#### What you should do:
Quote the records below verbatim, line by line and in full.

-*-

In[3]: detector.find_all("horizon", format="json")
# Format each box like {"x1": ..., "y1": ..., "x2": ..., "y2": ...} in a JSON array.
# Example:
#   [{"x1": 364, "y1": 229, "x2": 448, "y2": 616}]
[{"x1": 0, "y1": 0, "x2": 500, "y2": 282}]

-*-

#### The solution:
In[3]: detector.find_all("horizon", format="json")
# Format each box like {"x1": ..., "y1": ..., "x2": ..., "y2": ...} in a JSON array.
# Example:
#   [{"x1": 364, "y1": 229, "x2": 448, "y2": 616}]
[{"x1": 0, "y1": 0, "x2": 500, "y2": 282}]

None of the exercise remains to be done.